=== Текст страницы ===
====================

Наследники Ексекюляха. Интеллигенция Якутии - страница 13

Шрифт
Интервал


В. К. Еще во времена СССР один эстонский писатель признался мне откровенно, что ему всё равно, будет ли его читать тамбовский мужик. Что ж, насильно мил не будешь… А вот якуту Николаю Лугинову, алтайцу Бронтою Бедюрову, дагестанцу Магомеду Ахмедову (я называю тех, кого хорошо знаю), да и многих нашим товарищам из бывших союзных республик – не всё равно. Их волнует судьба тамбовского мужика, равно, как и судьба человека, близкого им по крови. Испытания прошлых лет нам пошли на пользу. Расслабившись в последние советские десятилетия, мы на собственном опыте поняли, что в нас «мы» не менее значимо, чем «я». Мы, Россия, – вода живая, которая, поднявшись из глубин, из подземных течений, любую емкость, любые формы заполнит своим содержанием. Только бы она была чистой.

Уроки Якутии

В бытность мою студентом, я зачитывался книгой Андрея Битова «Уроки Армении». Написанная в жанре эссе, она производила сильное впечатление новизной восприятия темы. Андрей Битов в вольной манере рассказывал о своих впечатлениях о неизвестной бытовой среде и незнакомой природе, открывая для себя (и для читателей) культуру армянского народа. Написана книга, действительно, мастерски, живо, вдохновенно. Но и не без битовской иронии и интеллигентного юмора.

====================

=== Показанные строки ===
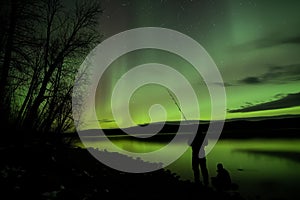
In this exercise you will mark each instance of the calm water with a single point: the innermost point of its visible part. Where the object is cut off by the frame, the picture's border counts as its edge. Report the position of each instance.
(275, 175)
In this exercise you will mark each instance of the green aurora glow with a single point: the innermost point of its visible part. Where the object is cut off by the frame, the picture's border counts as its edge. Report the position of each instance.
(255, 45)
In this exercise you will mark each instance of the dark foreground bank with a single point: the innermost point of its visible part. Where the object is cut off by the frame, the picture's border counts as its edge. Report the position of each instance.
(48, 172)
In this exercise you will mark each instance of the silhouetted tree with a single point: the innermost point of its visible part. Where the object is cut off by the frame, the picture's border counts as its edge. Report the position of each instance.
(45, 42)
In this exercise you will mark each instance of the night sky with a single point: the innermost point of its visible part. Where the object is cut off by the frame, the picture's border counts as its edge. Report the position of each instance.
(255, 45)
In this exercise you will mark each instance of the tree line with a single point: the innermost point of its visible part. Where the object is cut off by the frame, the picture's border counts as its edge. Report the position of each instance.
(42, 45)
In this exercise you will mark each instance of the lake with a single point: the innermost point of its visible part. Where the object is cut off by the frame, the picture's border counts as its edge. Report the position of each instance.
(263, 168)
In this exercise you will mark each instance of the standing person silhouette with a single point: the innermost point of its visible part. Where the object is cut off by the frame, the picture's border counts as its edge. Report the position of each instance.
(199, 158)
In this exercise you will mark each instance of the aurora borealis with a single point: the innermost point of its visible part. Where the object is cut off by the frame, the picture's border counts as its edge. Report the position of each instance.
(255, 45)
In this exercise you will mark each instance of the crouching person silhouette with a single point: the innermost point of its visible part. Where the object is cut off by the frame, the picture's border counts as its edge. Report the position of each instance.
(199, 158)
(222, 181)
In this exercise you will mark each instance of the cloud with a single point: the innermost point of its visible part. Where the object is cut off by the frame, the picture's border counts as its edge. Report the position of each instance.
(287, 101)
(225, 84)
(251, 80)
(266, 42)
(275, 74)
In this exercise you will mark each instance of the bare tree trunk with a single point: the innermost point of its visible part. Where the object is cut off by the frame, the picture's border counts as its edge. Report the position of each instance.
(4, 104)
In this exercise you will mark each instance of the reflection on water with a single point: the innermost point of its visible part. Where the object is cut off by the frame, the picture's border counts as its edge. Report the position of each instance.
(263, 168)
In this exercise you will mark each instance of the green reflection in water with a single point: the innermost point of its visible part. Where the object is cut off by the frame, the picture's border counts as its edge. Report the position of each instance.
(268, 168)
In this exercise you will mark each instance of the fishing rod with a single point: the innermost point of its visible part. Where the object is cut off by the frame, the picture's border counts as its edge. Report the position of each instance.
(176, 103)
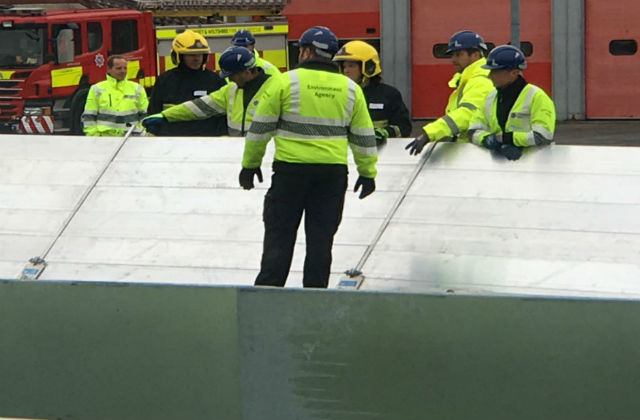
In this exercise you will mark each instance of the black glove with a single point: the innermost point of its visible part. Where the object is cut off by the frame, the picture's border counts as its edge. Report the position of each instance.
(368, 186)
(154, 123)
(490, 141)
(510, 151)
(246, 177)
(416, 146)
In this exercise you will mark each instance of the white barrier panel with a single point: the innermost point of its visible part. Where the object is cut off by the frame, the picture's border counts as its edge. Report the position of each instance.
(560, 221)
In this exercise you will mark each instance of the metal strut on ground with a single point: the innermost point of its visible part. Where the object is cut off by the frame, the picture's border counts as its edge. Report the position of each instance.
(355, 277)
(36, 265)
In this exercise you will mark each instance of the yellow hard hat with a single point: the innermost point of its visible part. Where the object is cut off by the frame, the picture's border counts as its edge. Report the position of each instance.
(363, 52)
(188, 42)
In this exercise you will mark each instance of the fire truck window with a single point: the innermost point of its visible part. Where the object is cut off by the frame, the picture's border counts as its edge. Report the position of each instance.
(623, 47)
(439, 50)
(77, 38)
(124, 36)
(94, 35)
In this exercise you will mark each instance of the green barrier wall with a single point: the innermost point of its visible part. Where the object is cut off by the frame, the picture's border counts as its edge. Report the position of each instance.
(140, 351)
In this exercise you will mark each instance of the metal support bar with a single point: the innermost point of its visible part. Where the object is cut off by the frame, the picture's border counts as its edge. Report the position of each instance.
(355, 276)
(36, 265)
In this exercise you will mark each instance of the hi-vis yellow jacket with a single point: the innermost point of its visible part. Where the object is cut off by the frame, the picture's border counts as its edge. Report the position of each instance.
(532, 118)
(313, 114)
(112, 105)
(470, 88)
(266, 66)
(229, 100)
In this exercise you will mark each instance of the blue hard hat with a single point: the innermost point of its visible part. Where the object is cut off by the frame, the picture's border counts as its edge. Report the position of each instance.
(462, 40)
(505, 57)
(235, 59)
(320, 37)
(242, 38)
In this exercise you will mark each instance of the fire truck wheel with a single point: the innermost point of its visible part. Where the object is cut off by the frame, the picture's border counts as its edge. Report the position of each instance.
(77, 108)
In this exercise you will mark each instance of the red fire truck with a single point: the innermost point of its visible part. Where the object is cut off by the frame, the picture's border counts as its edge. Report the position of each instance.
(49, 59)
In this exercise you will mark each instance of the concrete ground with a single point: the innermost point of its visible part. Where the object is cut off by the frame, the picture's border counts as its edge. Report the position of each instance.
(595, 132)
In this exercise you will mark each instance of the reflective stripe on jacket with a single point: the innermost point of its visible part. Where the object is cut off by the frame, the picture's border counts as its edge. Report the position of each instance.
(111, 105)
(471, 87)
(266, 66)
(228, 100)
(532, 118)
(313, 114)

====================

=== Задание ===
Перепишите текст страницы целиком, не меняя в нем ни одного знака.

=== Разбор решения ===
Наследники Ексекюляха. Интеллигенция Якутии - страница 13

Шрифт
Интервал


В. К. Еще во времена СССР один эстонский писатель признался мне откровенно, что ему всё равно, будет ли его читать тамбовский мужик. Что ж, насильно мил не будешь… А вот якуту Николаю Лугинову, алтайцу Бронтою Бедюрову, дагестанцу Магомеду Ахмедову (я называю тех, кого хорошо знаю), да и многих нашим товарищам из бывших союзных республик – не всё равно. Их волнует судьба тамбовского мужика, равно, как и судьба человека, близкого им по крови. Испытания прошлых лет нам пошли на пользу. Расслабившись в последние советские десятилетия, мы на собственном опыте поняли, что в нас «мы» не менее значимо, чем «я». Мы, Россия, – вода живая, которая, поднявшись из глубин, из подземных течений, любую емкость, любые формы заполнит своим содержанием. Только бы она была чистой.

Уроки Якутии

В бытность мою студентом, я зачитывался книгой Андрея Битова «Уроки Армении». Написанная в жанре эссе, она производила сильное впечатление новизной восприятия темы. Андрей Битов в вольной манере рассказывал о своих впечатлениях о неизвестной бытовой среде и незнакомой природе, открывая для себя (и для читателей) культуру армянского народа. Написана книга, действительно, мастерски, живо, вдохновенно. Но и не без битовской иронии и интеллигентного юмора.